**SUPPLIED TEXT**
═══

原文地址

While implementing the x64 built-in assembler for Delphi 64bit, I got to “know” the AMD64/EM64T architecture a lot more. The good thing about the x64 architecture is that it really builds on the existing instruction format and design. However, unlike the move from 16bit to 32bit where most existing instruction encodings were automatically promoted to using 32bit arguments, the x64 design takes a different approach.

One myth about the x64 instructions is that “everything’s wider.” That’s not the case. In fact many addressing modes which were taken as absolute addresses (actually offsets within a segment, but the segments are 4G in 32bit), are actually now 32bit relative offsets now. There are very few addressing modes which use a full 64bit absolute address. Most addressing modes are 32bit offsets relative to one of the 64bit registers. One interesting addressing mode that is “implied” in many instruction encodings is the notion of RIP-relative addressing. RIP, is the 64bit equivalent of the 32bit EIP, or 16bit IP, or Instruction Pointer. This represents from which address the CPU will fetch the next instruction for execution. Most hard-coded addresses within many instructions are now relative offsets from the current RIP register. This is probably the biggest thing you have to wrap your head around when moving from 32bit assembler.

Even though many instructions will implicitly use the RIP-relative addressing mode, there are some instruction addressing modes that continue to use a 32bit offset, and are not RIP-relative. This can really bite you when doing simple mechanical translations from 32bit to 64bit. These are the SIB form with a 32bit (or even 8bit) offset. What can happen is that you end up forming an address that can only address 32bits, and is thus limited to addressing items below the 4G boundary! And this is a perfectly legal instruction! To demonstration this, consider the following 32bit assembler that we’ll translate to 64bits.

  var
TestArray: array[0..255] of Word; function GetValue(Index: Integer): Word;
asm
MOV AX,[EAX * 2 + TestArray]
end;

Let’s now translate this for use in 64bit using a simple mechanical translation.

═══

**CHALLENGE 1**
Answer these questions from the x64 addressing passage:
(a) What was being implemented for Delphi 64bit?
(b) What is RIP the 64bit equivalent of?
(c) Which form keeps using a 32bit offset that is not RIP-relative?
**CHALLENGE 2**
Please continue the x64 addressing passage, starting right after its last sentence.
The records were drawn from a separate source.

Mask labeling examples
═══

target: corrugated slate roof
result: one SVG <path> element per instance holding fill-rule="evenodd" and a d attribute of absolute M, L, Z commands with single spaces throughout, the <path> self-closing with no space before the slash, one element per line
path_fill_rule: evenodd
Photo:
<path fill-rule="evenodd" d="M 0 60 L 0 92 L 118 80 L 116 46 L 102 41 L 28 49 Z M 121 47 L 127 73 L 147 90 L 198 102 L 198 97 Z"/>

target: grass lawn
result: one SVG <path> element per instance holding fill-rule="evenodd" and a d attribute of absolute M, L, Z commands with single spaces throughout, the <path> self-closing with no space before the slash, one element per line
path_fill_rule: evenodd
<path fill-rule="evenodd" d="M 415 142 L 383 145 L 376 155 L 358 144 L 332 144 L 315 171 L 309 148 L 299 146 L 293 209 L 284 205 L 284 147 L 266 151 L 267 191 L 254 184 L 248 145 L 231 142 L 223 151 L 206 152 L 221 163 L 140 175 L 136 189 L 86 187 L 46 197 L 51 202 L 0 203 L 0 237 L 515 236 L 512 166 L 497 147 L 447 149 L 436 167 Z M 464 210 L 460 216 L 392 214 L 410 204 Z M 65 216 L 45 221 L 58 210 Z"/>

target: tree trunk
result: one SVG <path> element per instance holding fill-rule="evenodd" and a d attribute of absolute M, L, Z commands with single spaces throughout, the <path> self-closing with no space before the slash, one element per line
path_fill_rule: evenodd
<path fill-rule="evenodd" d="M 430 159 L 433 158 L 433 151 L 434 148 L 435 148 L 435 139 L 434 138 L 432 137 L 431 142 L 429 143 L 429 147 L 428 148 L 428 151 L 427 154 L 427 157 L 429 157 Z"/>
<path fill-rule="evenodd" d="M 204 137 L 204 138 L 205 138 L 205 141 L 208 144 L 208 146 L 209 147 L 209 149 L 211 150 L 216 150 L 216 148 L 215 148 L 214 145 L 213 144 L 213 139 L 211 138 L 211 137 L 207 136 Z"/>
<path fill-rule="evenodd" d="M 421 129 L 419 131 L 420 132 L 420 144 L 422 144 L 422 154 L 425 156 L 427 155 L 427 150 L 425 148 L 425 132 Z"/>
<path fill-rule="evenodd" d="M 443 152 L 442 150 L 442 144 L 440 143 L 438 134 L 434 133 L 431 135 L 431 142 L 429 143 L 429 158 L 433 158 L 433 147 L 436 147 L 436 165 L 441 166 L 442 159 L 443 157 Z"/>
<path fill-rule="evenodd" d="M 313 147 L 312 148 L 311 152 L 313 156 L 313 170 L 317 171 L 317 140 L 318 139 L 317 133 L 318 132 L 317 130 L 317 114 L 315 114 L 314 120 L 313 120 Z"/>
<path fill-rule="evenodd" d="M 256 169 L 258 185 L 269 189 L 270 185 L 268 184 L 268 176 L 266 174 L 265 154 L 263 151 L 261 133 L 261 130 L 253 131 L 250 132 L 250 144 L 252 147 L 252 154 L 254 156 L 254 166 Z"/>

═══

**FINAL RESULT 1**
(a) The x64 built-in assembler.
(b) The 32bit EIP, or 16bit IP: the Instruction Pointer.
(c) The SIB form with a 32bit (or even 8bit) offset.

**FINAL RESULT 2**
  var
TestArray: array[0..255] of Word; function GetValue(Index: Integer): Word;
asm
MOVSX RAX,ECX
MOV AX,[RAX * 2 + TestArray]
end;

Pretty straight forward, right? Not so fast there partner. Let’s see;
I know that I need to use a full 64bit register for the offset but
since Integer is still 32bits, I need to “sign-extend” it to 64bits. The
venerable MOVSX (Move with sign extension) instruction “promotes” the
signed 32bit offset to 64bits while preserving the sign. Nope, that’s
not a problem. The only thing I changed in the next instruction was EAX
to RAX, so how could that be a problem? Well, when you compile this code
you’ll get a rather strange error message:

[DCC Error] Project7.dpr(18): E2577 Assembler instruction requires a 32bit absolute address fixup which is invalid for 64bit

Huh? Remember the little note above about the SIB instruction form?
Because the RAX (or EAX in 32bit) register is being scaled (the * 2),
this instruction must use the SIB (Scale-Index-Base) instruction form.
When using the SIB form RIP isn’t considered when calculating the actual
address. Additionally, the offset encoded in the instruction can still
only be 8 or 32bits. No 64bit offsets.

In 32bit, the compiler would generate a “fixup” to ensure that the
encoding of the instruction offset field to the global “TestArray”
variable was properly “fixed up” at runtime should the image happened to
be relocated to another address. This is a 32bit absolute address. The
64bit version of this instruction, while actually a truly valid
instruction, would only have 32bits in which to place the address of
“TestArray.” The “fixup” generated would have to remain 32bit. This
could lead to creating an image that were it ever relocated above the 4G
boundary, would likely crash at best or read the wrong memory address
at worst!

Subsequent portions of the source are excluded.